==== DOCUMENT EXTRACT

The U.S. Cybersecurity and Infrastructure Agency added the flaw Thursday to its catalog of known exploited vulnerabilities and gave federal agencies until Sunday to fix it.
Cisco attributes the exploit to a threat actor it tracks as UAT-8616, which had previously breached the same service in SD-WAN in hacking incidents dating back to 2023. While the new vulnerability abuses a different issue in the networking service, the two exploits followed the same steps of execution.
"UAT-8616 attempted to add SSH keys, modify NETCONF configurations and escalate to root privileges," Cisco's threat intelligence team Talos said.
Cisco said UAT-8616 targets critical infrastructure sectors, and its infrastructure overlaps with operational relay box networks monitored by Cisco Talos. ORB networks are collections of servers and hacked internet-connected devices frequently linked to Chinese espionage.
Cybersecurity firm Rapid7 discovered the latest exploit while researching the previous SD-WAN vulnerability. The flaw exposes several ports including UDP 12346 - the control-plane peering port used by vdaemon as a trusted communications channel between controllers and edge devices.
UDP port 12346 "carries Overlay Management Protocol (OMP) messages including route advertisements, Transport Locations (TLOC) tables and peer state - the entirety of the SD-WAN overlay routing fabric. Compromising this service means compromising the network," Rapid7 researchers Jonah Burgess and Stephen Fewer said.

========
==== EXERCISE DATA

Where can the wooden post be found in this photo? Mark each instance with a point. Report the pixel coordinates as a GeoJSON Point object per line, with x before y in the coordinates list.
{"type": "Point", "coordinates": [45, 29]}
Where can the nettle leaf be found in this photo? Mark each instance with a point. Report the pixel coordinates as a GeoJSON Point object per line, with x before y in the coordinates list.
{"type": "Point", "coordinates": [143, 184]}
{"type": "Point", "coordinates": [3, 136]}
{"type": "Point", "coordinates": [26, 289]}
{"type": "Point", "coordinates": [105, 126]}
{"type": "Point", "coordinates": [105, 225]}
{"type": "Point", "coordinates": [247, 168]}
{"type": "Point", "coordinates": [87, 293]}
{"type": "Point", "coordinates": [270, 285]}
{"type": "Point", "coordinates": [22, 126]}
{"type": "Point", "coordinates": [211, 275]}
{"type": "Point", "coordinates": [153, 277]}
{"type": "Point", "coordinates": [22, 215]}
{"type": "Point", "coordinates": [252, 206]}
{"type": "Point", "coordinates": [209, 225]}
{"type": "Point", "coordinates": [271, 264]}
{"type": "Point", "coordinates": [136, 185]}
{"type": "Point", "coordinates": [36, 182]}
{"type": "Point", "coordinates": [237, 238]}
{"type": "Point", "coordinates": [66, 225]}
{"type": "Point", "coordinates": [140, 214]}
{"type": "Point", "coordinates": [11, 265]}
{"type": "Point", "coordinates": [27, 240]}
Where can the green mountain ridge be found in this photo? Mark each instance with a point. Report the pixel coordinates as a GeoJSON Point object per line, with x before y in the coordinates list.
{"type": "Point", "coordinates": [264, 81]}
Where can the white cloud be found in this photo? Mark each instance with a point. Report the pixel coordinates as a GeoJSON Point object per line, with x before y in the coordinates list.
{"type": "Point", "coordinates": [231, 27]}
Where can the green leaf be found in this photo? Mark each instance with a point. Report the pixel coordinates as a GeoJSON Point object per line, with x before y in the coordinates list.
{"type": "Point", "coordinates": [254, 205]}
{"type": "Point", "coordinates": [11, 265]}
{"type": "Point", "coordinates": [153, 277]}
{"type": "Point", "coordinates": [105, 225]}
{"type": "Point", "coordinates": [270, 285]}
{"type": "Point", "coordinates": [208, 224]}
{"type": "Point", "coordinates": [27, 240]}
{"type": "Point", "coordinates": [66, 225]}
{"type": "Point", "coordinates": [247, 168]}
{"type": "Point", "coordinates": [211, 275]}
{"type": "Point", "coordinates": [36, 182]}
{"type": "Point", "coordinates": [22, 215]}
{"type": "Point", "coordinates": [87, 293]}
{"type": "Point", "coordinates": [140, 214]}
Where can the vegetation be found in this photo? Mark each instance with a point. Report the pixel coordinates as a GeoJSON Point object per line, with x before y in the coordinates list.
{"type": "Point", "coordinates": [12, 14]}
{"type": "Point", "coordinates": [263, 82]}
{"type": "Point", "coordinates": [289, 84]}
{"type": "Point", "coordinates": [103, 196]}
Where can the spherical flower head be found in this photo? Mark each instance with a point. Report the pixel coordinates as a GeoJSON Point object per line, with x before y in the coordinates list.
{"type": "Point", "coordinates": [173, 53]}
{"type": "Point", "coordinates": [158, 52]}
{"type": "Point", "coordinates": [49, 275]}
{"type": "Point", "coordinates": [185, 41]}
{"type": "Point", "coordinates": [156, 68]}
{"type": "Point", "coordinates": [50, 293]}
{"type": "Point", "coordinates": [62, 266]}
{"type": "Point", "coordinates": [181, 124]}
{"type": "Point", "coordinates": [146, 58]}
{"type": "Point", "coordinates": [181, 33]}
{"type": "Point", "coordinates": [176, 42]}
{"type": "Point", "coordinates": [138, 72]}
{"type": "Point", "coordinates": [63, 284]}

========

» **PROBLEM 1**
In the Cisco SD-WAN article, which cybersecurity firm discovered the latest exploit?
» **PROBLEM 2**
Continue the Cisco SD-WAN article from where it stops.

» **WRITTEN ANSWER 1**
Rapid7

» **WRITTEN ANSWER 2**
Cisco said it found limited exploitation of the vulnerability this month, recommending its customers to upgrade to fixed software releases.
The new round of SD-WAN exploitation comes as Cisco announced a 4,000-person layoff this week and told investors it has incorporated Anthropic's Mythos into its production system and patch development.
Other vulnerabilities in SD-WAN, CVE-2026-20133, CVE-2026-20128 and CVE-2026-20122, are also being exploited since March following public proof-of-concept code.
"Multiple vulnerabilities in Cisco Catalyst SD-WAN Manager, formerly SD-WAN vManage, could allow an attacker to access an affected system, elevate privileges to root, gain access to sensitive information and overwrite arbitrary files," Cisco said.